CHALLENGE: Please count how many lines in the records below contain the string "water". Reply with only that number.

## Begin

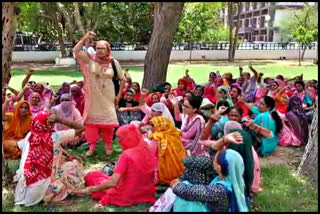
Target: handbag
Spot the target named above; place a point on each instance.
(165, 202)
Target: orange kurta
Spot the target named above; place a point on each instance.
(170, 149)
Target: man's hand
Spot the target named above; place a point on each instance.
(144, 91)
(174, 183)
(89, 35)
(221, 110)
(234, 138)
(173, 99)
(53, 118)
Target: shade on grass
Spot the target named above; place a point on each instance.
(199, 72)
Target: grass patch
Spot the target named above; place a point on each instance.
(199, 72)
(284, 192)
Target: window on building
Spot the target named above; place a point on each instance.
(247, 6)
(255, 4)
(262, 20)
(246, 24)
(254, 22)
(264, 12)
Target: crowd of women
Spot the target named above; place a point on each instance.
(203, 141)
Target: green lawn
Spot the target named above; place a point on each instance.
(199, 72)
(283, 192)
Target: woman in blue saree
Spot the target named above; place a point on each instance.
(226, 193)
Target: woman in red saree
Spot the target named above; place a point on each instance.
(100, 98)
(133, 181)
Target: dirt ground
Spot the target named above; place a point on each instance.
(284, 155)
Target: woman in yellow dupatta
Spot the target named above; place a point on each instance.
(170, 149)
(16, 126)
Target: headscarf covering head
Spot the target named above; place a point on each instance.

## End
## Begin

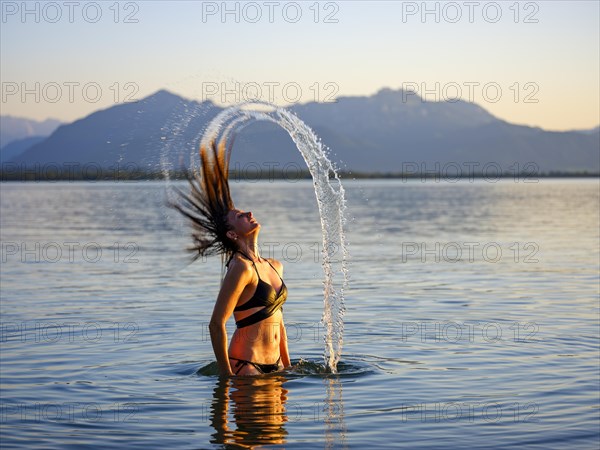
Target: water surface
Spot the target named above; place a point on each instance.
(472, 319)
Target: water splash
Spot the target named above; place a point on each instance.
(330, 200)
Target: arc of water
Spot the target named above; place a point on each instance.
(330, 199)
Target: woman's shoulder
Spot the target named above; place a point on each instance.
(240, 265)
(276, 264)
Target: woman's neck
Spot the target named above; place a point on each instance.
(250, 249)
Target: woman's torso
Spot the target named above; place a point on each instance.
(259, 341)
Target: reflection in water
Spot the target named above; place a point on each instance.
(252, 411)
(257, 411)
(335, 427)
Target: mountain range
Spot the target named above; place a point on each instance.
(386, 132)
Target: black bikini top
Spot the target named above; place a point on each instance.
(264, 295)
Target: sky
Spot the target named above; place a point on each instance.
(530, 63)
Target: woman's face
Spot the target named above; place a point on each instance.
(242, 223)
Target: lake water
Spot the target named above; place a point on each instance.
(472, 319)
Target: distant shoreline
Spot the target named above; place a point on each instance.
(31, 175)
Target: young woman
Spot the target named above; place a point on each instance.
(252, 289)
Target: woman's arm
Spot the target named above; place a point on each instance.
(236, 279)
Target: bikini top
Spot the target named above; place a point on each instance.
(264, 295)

## End

FULL OUTPUT: 5